START GIVEN ENTRIES

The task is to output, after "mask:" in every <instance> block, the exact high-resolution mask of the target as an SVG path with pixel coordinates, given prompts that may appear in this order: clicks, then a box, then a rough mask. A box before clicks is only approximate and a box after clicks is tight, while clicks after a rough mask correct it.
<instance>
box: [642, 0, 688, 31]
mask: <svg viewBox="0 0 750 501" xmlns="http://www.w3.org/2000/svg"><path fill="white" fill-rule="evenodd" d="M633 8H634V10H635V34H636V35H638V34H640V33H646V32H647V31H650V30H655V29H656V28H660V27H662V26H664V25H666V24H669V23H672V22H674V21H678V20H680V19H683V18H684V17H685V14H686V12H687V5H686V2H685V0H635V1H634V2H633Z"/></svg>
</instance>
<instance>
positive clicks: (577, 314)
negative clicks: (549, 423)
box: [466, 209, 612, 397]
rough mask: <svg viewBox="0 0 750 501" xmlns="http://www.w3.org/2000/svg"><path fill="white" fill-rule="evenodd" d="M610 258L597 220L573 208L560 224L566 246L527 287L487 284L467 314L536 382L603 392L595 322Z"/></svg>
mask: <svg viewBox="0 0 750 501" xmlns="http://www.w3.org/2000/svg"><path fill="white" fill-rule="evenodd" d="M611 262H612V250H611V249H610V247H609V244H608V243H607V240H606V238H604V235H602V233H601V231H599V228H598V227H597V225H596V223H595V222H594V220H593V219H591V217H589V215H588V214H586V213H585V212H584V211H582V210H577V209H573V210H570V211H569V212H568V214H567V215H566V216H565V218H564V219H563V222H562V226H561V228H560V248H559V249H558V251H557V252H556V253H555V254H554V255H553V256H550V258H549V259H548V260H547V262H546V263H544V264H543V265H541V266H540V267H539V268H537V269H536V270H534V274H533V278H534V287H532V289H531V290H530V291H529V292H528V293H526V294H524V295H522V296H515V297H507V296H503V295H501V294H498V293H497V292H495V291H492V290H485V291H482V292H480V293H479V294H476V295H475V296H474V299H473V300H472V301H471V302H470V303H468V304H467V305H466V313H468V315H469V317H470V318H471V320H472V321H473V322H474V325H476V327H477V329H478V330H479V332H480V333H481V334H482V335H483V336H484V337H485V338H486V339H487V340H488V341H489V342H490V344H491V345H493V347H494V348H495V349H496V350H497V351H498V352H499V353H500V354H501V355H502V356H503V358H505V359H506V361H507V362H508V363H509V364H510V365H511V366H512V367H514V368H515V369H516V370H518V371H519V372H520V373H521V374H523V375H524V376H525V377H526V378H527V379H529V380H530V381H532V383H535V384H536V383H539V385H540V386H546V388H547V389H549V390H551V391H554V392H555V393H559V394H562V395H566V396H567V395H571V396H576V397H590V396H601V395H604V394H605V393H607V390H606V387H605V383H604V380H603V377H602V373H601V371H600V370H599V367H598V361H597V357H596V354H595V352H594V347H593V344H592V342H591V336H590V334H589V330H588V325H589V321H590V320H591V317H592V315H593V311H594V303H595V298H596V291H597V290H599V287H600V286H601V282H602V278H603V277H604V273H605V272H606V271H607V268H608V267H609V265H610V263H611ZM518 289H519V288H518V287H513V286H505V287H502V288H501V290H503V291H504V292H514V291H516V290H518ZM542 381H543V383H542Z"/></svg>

END GIVEN ENTRIES

## EXERCISE GOAL
Only lines holding the word "instance" are wanted here; copy each from the listing.

## TASK RESPONSE
The task is to output, after "mask:" in every <instance> block, the exact high-resolution mask of the target as an SVG path with pixel coordinates, given prompts that may appear in this order: clicks, then a box, then a rough mask. A box before clicks is only approximate and a box after clicks is tight, while clicks after a rough mask correct it.
<instance>
</instance>
<instance>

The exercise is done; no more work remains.